Passage given

┌──

Portis: 'I Don't Have To Do This By Myself'

Washington is a tough town for Clintons, be they Bill, Hillary or Portis.

The latter in that group practiced no politics on Sunday as the Redskins concluded their three-day voluntary minicamp. He said he felt fine, looked forward to being part of a backfield augmented by two free-agent pickups and would once again show himself to be a top performer.
Clinton Portis missed the final eight games last season with a concussion and was the subject of much scrutiny over his practice habits and conditioning before that injury in the loss to the Atlanta Falcons. He didn’t much like the critiques.

“I’m tired of proving myself,” the Redskins’ second all-time leading rusher said as the club concluded its first voluntary minicamp. “You get wrote off so quick.”

Knocked out in the eighth game, Portis was still on roughly a 1,000-yard pace and averaged 4.0 yards a carry in a disappointing 2009 season. He finished with 494 yards, the fewest of his eight-year career, and scored only one rushing touchdown.

└──

Exercises
• 1. Answer from the article on Clinton Portis:
(a) How many games did Portis miss last season, and because of what injury?
(b) How many yards did he finish with in the 2009 season?
(c) How many days did the Redskins' voluntary minicamp last?
• 2. Reproduce the part of the Portis article starting with "Portis: 'I Don't" and going on through "a top performer.".

Records excerpted from a collection:
┌──

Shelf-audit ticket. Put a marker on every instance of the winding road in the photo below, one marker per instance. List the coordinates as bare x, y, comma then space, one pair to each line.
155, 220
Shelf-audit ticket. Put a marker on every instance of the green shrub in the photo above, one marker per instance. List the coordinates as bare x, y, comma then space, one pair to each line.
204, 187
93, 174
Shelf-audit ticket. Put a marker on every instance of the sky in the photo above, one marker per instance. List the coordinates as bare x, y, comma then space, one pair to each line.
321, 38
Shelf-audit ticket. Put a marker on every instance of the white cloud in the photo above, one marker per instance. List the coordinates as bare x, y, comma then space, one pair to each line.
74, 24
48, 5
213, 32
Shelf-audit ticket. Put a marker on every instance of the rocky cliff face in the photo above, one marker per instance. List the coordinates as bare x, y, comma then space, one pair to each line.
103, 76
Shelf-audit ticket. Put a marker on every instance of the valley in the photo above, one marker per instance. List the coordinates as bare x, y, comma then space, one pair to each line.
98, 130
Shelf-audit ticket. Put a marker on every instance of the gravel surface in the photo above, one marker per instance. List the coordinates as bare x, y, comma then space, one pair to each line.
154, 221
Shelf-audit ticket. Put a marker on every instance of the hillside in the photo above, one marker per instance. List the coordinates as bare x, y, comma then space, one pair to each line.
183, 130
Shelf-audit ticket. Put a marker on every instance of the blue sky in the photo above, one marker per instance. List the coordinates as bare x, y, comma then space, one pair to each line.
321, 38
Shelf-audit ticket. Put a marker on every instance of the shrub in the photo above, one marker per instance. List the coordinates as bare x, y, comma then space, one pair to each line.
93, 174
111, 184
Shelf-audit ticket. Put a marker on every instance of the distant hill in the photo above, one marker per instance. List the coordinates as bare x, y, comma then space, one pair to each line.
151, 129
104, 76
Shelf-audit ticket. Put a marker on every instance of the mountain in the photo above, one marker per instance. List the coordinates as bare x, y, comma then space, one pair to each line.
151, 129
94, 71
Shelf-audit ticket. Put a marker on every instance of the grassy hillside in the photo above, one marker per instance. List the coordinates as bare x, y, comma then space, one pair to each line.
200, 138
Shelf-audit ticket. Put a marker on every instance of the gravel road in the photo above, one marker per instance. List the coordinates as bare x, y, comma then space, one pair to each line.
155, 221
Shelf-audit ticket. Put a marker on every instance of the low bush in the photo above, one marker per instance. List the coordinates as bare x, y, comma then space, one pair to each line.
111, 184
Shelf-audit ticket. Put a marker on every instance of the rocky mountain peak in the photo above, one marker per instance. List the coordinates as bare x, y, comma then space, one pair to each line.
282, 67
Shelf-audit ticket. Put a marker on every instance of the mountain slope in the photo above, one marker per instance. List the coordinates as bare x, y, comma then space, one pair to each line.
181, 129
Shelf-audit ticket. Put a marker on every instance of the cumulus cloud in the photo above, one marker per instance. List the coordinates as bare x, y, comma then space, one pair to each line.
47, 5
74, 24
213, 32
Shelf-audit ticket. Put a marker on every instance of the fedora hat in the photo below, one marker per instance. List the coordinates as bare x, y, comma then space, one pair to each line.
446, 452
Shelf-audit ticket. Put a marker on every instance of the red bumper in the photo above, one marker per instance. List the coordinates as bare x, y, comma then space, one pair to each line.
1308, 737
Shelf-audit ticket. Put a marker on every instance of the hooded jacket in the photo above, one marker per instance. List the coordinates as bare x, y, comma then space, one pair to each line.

└──

Outputs in order
• 1.
(a) The final eight games, because of a concussion.
(b) 494 yards.
(c) Three days.

• 2.
Portis: 'I Don't Have To Do This By Myself'

Washington is a tough town for Clintons, be they Bill, Hillary or Portis.

The latter in that group practiced no politics on Sunday as the Redskins concluded their three-day voluntary minicamp. He said he felt fine, looked forward to being part of a backfield augmented by two free-agent pickups and would once again show himself to be a top performer.